▶ **WHAT IS EXPECTED**
Set down exactly the lines that run from the line with "Tag the autumn" to the end of the data, and nothing else.

--- START ---

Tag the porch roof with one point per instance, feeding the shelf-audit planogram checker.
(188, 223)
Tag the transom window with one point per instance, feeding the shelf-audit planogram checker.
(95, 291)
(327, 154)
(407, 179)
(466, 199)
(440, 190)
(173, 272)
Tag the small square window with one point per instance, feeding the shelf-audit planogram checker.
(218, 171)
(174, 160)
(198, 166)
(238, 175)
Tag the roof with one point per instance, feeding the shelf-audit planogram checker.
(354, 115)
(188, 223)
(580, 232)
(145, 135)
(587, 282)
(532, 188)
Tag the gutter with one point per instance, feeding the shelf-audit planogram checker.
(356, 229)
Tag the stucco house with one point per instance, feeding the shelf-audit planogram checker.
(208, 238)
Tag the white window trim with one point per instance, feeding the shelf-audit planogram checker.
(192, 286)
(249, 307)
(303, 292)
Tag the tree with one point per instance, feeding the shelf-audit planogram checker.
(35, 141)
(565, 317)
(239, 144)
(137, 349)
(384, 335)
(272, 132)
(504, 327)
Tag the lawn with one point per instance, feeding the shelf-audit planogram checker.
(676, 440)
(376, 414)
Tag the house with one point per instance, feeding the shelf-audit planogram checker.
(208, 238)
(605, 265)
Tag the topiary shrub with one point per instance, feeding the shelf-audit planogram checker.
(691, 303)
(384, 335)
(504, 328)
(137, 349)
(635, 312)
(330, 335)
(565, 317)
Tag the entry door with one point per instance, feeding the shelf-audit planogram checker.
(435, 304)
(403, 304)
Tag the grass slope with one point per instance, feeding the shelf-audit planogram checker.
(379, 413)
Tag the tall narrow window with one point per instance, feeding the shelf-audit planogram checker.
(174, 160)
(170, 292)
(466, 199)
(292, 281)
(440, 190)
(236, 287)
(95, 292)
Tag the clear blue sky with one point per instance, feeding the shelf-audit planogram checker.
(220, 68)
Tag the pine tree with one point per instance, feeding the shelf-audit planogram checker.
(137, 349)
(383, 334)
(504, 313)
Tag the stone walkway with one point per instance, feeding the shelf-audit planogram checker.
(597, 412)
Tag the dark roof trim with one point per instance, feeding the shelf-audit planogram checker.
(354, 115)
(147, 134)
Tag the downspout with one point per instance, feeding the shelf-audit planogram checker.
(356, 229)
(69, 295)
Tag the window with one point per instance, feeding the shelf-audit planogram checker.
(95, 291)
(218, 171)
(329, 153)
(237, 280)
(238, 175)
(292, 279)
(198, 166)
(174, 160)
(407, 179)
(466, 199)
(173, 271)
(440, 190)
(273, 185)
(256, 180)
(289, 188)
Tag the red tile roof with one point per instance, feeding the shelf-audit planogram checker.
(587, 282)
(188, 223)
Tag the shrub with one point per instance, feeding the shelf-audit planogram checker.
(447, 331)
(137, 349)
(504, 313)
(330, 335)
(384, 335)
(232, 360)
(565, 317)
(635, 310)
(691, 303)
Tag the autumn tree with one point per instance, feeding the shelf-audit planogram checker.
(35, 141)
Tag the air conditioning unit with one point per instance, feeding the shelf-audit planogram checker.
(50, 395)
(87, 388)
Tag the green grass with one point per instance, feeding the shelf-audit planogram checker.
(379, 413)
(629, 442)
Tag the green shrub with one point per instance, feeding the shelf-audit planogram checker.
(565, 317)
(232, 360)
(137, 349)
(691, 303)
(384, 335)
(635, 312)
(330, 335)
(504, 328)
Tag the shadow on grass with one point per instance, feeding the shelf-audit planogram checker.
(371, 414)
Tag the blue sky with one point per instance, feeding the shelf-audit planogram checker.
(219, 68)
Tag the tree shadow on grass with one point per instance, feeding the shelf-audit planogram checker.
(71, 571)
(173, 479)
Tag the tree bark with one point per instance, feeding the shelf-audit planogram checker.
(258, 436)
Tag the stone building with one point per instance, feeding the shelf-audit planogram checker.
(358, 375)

--- END ---

▶ **RESPONSE**
Tag the autumn tree with one point per instance, feeding the shelf-audit planogram checker.
(35, 141)
Tag the air conditioning unit with one point per instance, feeding the shelf-audit planogram checker.
(50, 395)
(87, 388)
Tag the green grass with one point per instance, feeding the shelf-audit planogram checker.
(379, 413)
(629, 442)
Tag the green shrub with one point per instance, feeding the shelf-audit planogram checker.
(565, 317)
(232, 360)
(137, 349)
(691, 303)
(384, 335)
(635, 312)
(330, 335)
(504, 328)
Tag the shadow on grass with one point per instance, feeding the shelf-audit planogram checker.
(371, 414)
Tag the blue sky with one point per instance, feeding the shelf-audit planogram checker.
(219, 68)
Tag the tree shadow on grass with one point per instance, feeding the shelf-audit planogram checker.
(71, 571)
(173, 479)
Tag the tree bark with one point per instance, feeding the shelf-audit planogram checker.
(258, 436)
Tag the stone building with one point per instance, feeding the shelf-audit planogram checker.
(358, 375)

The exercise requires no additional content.